HARD to believe, listening to Don Warrington’s soft, mellifluous tones that he grew up in the North-East. But he assures me: “I can be Geordie when I want to.”

The Trinidad-born politician’s son arrived with his family in this country when he was four. “I grew up in the west end of Newcastle which is now a very troubled area, but that’s where we lived,”

he says, during a break from rehearsals for his directorial debut at West Yorkshire Playhouse, Leeds.

Acting was a secret ambition. “Acting was always there, it was always what I wanted to do,” he says. “I did a couple of things at school. I remember doing a Victorian melodrama which the vicar came to see and he was very complimentary. He said, ‘I thought you were really frightening’ so I thought I must be good if I can fool the local vicar.

“I spent most of my childhood waiting for the opportunity to do it. I didn’t know anything about stage schools. It was just a secret longing which I thought I could fulfill around the age of 16 or 17.”

With no experience of how to become an actor, he went to the local rep, the Flora Robson Playhouse, in Jesmond. “In my naivete I thought all you needed was ambition,” he recalls.

“I went in and said, ‘I want to be an actor’ and they looked at me and said, ‘yes…’. But they gave me a job as a student ASM (assistant stage manager) and I was probably the worst student ASM in the world.

“I came into contact with actors and began to get a sliver of what was going on. Then I went off to drama school.”

He doesn’t offer to demonstrate his Geordie accent, but has employed it on several occasions, including in the Mystery Plays, at London’s National Theatre, and the David Jason TV series, Diamond Geezer.

He’s appeared on stage in Newcastle several times, in a Sue Townsend play (the title of which neither of us are able to remember) and The Banana Box, the play on which the TV comedy hit Rising Damp was based.

That was the series that made his name. He was straight out of drama school when cast as Philip, the well-spoken lodger much berated by landlord Rigsby (Leonard Rossiter).

“It was a job that came along and it wasn’t a job I particularly wanted. We thought that it was well-written, but that was all and we came to it as professional actors really and just did it,” he says.

Rising Damp is still being shown, although more people probably recognise Warrington from Strictly Come Dancing.

“I suppose what is amazing about Strictly is how popular it is. I didn’t realise,” he says.

“It really engages people in ways that other things, a drama or a comedy, that you may do on television, just don’t.”

(Stored entries)
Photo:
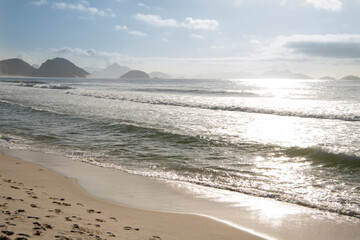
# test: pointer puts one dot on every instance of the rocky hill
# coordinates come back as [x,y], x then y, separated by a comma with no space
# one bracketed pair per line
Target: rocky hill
[16,67]
[135,74]
[57,67]
[60,67]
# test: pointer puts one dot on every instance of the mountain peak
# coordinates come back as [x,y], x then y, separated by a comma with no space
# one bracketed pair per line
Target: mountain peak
[61,67]
[135,74]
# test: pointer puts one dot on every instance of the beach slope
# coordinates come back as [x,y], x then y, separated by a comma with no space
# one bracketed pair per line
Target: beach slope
[36,203]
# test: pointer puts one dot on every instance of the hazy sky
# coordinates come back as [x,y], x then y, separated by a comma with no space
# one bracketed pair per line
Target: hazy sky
[316,37]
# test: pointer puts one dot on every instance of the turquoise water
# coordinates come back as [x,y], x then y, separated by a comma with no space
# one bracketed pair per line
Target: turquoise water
[291,140]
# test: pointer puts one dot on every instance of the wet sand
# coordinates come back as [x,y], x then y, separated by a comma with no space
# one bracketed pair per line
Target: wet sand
[37,203]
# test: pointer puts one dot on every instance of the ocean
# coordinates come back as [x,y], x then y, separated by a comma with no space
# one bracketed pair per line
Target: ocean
[295,141]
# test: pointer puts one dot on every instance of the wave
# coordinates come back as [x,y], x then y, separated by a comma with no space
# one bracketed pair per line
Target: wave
[48,86]
[197,91]
[32,108]
[39,84]
[326,158]
[170,102]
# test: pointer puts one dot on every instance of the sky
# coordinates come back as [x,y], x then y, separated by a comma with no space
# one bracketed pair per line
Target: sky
[187,37]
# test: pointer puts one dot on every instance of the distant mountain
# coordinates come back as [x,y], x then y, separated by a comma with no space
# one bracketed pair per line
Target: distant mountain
[159,75]
[60,67]
[327,78]
[57,67]
[135,74]
[113,71]
[16,67]
[283,75]
[351,77]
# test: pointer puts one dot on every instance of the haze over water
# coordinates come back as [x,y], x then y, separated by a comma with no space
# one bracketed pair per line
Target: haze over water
[291,140]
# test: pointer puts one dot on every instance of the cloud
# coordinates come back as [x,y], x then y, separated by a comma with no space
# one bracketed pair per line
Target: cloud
[39,2]
[143,5]
[300,47]
[196,36]
[83,6]
[330,46]
[157,21]
[206,24]
[329,5]
[129,31]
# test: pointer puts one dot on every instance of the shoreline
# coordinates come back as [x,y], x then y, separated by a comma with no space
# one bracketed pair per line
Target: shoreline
[263,217]
[45,204]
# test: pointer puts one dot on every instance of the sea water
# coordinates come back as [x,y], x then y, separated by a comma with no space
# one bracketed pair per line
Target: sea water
[294,141]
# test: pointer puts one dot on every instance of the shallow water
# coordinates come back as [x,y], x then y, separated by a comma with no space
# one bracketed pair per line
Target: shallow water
[291,140]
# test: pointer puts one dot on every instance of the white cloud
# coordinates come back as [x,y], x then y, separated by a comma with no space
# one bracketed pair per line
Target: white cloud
[129,31]
[137,33]
[39,2]
[297,47]
[156,20]
[238,3]
[206,24]
[83,6]
[329,5]
[143,5]
[196,36]
[120,28]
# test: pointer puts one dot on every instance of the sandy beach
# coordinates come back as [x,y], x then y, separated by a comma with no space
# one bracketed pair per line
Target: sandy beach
[37,203]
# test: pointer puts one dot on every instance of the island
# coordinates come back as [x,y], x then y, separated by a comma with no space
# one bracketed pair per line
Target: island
[57,67]
[351,77]
[135,74]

● **WHAT IS NEEDED**
Please reproduce the passage of the Don Warrington interview above, starting with "He’s appeared on" and going on through "Strictly Come Dancing.".

● **FINAL ANSWER**
He’s appeared on stage in Newcastle several times, in a Sue Townsend play (the title of which neither of us are able to remember) and The Banana Box, the play on which the TV comedy hit Rising Damp was based.

That was the series that made his name. He was straight out of drama school when cast as Philip, the well-spoken lodger much berated by landlord Rigsby (Leonard Rossiter).

“It was a job that came along and it wasn’t a job I particularly wanted. We thought that it was well-written, but that was all and we came to it as professional actors really and just did it,” he says.

Rising Damp is still being shown, although more people probably recognise Warrington from Strictly Come Dancing.